__YOUR ASSIGNMENT__: Set down each entry exactly as it stands, without altering a single character.

═══ SOURCE DATA

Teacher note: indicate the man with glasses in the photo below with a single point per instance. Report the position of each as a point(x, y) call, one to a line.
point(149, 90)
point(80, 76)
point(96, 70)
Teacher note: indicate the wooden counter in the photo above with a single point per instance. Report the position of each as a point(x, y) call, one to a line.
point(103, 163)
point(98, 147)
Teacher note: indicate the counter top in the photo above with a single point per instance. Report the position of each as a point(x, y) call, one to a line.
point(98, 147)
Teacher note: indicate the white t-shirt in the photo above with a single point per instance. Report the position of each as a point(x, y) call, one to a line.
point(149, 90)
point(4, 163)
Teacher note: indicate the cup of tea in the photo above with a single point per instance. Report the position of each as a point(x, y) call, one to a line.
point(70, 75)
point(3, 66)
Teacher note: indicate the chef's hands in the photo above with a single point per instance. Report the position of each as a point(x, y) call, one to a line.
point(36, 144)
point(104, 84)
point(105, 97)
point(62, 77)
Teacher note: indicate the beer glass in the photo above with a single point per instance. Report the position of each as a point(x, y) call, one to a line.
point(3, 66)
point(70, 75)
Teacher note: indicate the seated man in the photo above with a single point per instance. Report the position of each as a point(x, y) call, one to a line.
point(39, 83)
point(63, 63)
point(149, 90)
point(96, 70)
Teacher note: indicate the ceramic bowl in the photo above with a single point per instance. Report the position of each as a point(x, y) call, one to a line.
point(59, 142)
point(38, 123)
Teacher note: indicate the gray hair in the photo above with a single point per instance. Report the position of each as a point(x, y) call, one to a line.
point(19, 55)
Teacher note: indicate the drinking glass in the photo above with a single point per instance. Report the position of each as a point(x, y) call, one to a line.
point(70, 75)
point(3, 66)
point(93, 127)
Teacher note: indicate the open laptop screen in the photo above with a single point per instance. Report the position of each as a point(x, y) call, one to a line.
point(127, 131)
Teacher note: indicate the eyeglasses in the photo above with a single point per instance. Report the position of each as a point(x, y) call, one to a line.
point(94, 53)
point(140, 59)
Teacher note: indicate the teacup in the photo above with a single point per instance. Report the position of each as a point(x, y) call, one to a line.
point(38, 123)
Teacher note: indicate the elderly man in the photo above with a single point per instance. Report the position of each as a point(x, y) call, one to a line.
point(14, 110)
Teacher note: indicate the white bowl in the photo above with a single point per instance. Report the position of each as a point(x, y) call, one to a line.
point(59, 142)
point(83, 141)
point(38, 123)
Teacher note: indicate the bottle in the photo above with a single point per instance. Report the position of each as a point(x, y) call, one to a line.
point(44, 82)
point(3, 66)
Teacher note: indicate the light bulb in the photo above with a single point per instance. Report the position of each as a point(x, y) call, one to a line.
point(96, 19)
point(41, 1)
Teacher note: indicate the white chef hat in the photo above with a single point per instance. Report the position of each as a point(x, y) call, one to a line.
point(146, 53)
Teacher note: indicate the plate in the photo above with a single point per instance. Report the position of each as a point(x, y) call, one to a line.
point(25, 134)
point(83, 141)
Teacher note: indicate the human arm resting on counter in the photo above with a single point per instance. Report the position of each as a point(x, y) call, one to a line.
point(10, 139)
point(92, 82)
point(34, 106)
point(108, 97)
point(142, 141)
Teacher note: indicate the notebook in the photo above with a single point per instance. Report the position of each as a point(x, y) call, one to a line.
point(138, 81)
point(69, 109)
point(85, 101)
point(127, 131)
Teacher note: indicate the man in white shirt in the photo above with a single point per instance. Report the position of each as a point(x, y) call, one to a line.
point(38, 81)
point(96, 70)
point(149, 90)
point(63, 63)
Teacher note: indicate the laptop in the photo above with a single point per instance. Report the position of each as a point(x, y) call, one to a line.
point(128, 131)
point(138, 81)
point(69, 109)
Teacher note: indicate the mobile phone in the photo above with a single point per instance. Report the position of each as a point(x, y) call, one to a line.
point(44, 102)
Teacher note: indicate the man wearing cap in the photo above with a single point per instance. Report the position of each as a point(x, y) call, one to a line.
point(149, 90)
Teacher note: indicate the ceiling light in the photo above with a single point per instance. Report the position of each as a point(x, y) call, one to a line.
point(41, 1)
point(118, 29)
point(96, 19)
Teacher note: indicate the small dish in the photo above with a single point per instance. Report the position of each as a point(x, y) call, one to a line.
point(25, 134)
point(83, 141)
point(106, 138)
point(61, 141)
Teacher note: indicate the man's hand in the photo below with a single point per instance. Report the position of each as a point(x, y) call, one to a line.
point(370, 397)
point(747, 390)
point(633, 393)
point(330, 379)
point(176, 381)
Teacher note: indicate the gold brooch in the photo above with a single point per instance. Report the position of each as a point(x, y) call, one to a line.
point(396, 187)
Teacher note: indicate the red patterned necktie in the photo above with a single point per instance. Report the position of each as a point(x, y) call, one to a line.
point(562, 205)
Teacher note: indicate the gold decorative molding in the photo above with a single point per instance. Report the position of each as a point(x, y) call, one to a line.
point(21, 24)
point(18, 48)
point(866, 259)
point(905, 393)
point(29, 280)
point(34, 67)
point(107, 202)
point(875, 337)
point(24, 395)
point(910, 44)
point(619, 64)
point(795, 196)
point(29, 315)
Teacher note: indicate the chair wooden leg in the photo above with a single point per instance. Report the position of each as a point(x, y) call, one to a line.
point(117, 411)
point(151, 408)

══════

__EXPECTED OUTPUT__:
Teacher note: indicate the man with glasses in the photo below with a single point per instance. Report the position of each as a point(x, y) call, one to a line.
point(149, 90)
point(80, 76)
point(96, 70)
Teacher note: indicate the wooden counter in the photo above with a single point per instance. Report the position of each as a point(x, y) call, one to a line.
point(103, 163)
point(98, 147)
Teacher note: indicate the counter top in the photo above with a single point per instance. Report the position of each as a point(x, y) call, one to a line.
point(98, 147)
Teacher note: indicate the white t-shirt in the photo above with a single point per instance. Report the position of each as a point(x, y) call, one to a line.
point(149, 90)
point(4, 163)
Teacher note: indicate the cup of tea in the photo above with a single point per instance. Report the position of each as a point(x, y) call, one to a line.
point(70, 75)
point(3, 66)
Teacher note: indicate the chef's hands in the photo above with a single point per instance. Report the position of each as a point(x, y) call, one to a line.
point(36, 144)
point(104, 84)
point(105, 97)
point(62, 77)
Teacher note: indicate the beer glass in the photo above with a single point per instance. Report the position of each as a point(x, y) call, one to a line.
point(3, 66)
point(70, 75)
Teacher note: indicate the seated man in the photo above with a single point per instance. Report the position of each as a point(x, y) call, one to a line.
point(39, 83)
point(63, 63)
point(149, 90)
point(96, 70)
Teacher note: indicate the ceramic bowl in the photo above with a single point per instance. Report the position of each as a point(x, y) call, one to a line.
point(59, 142)
point(38, 123)
Teacher note: indicate the gray hair in the photo above with a single point per instance. Report the position of each as a point(x, y) call, one to a line.
point(19, 55)
Teacher note: indicate the drinking glass in the photo above with a single point per instance. Report the position of each as a point(x, y) call, one to a line.
point(70, 75)
point(3, 66)
point(93, 127)
Teacher note: indicate the open laptop screen in the photo above with a single point per instance. Report the position of each as a point(x, y) call, one to a line.
point(127, 131)
Teacher note: indicate the eyeglasses in the photo above with a single point per instance. Report the position of each as a point(x, y) call, one to a line.
point(94, 53)
point(140, 59)
Teacher note: indicate the teacup in the photo above with a single point per instance. Report the position of each as a point(x, y) call, one to a line.
point(38, 123)
Teacher note: indicate the elderly man in the photo above with a single point per instance. Report the position of each as a point(x, y) call, one to a line.
point(14, 110)
Teacher note: indicate the white bowl in the photo above with a single point per instance. Report the position of each as a point(x, y) call, one to a line.
point(59, 142)
point(83, 141)
point(38, 123)
Teacher note: indicate the bottle in the photo above with a single point per instance. Report the position of each as a point(x, y) call, one to a line.
point(44, 82)
point(3, 66)
Teacher note: indicate the light bulb in the photo above with a single point per instance. Report the position of each as a point(x, y) call, one to a line.
point(96, 19)
point(41, 1)
Teacher note: indicate the white chef hat in the photo above with a single point per instance. Report the position of each as a point(x, y) call, one to a line.
point(146, 53)
Teacher note: indicate the plate in the photo above with a single point per instance. Report the position of each as a point(x, y) call, one to a line.
point(25, 134)
point(83, 141)
Teacher note: indicate the human arm resting on counter in the photo above with a single point per instance. Report the position of each as a point(x, y) call, one to a line.
point(10, 139)
point(92, 82)
point(34, 106)
point(108, 97)
point(142, 141)
Teacher note: indicate the notebook in the photo above with a single point per instance. Report the position of each as a point(x, y) call, one to a line.
point(138, 81)
point(69, 109)
point(85, 101)
point(127, 131)
Teacher note: indicate the man in white shirt in the photo above with a single point per instance. Report the position of each as a point(x, y) call, one to a line.
point(38, 81)
point(96, 70)
point(149, 90)
point(63, 63)
Teacher note: indicate the laptop in the photo above with a single point per instance. Report the position of each as a point(x, y) call, one to a line.
point(128, 131)
point(138, 81)
point(69, 109)
Teacher note: indicate the mobile phone in the photo above with a single point per instance. Report the position of each as a point(x, y) call, one to a line.
point(44, 102)
Teacher note: indicate the man wearing cap in the photo above with a single point per instance. Report the position of each as a point(x, y) call, one to a line.
point(149, 90)
Teacher note: indicate the ceiling light in the photo above with a single point per instance. Report the position of each as a point(x, y) call, one to a line.
point(41, 1)
point(118, 29)
point(96, 19)
Teacher note: indicate the small dish in the photo above with a single point per instance. Report the position of each as a point(x, y) call, one to a line.
point(25, 134)
point(83, 141)
point(106, 138)
point(61, 141)
Teacher note: indicate the man's hand in the photo below with a single point per instance. Report the position of each as a point(x, y) call, one to a line.
point(370, 397)
point(747, 390)
point(633, 393)
point(330, 379)
point(176, 381)
Teacher note: indicate the gold brooch in the photo above with a single point per instance. Report the position of each as a point(x, y) call, one to a line.
point(396, 187)
Teacher note: indicate the red patterned necktie in the photo above with a single point per instance. Report the position of each as a point(x, y) call, one to a line.
point(562, 205)
Teacher note: indicate the gold decorative molding in the photo above with a single point per instance. Report the position of each as a point(x, y) call, one to a line.
point(21, 24)
point(18, 48)
point(866, 259)
point(905, 393)
point(29, 280)
point(34, 67)
point(107, 202)
point(875, 337)
point(24, 395)
point(910, 44)
point(619, 64)
point(795, 196)
point(29, 315)
Teacher note: indicate the chair wooden leg in the photo above with a single point per instance. Report the position of each as a point(x, y) call, one to a line.
point(117, 411)
point(151, 408)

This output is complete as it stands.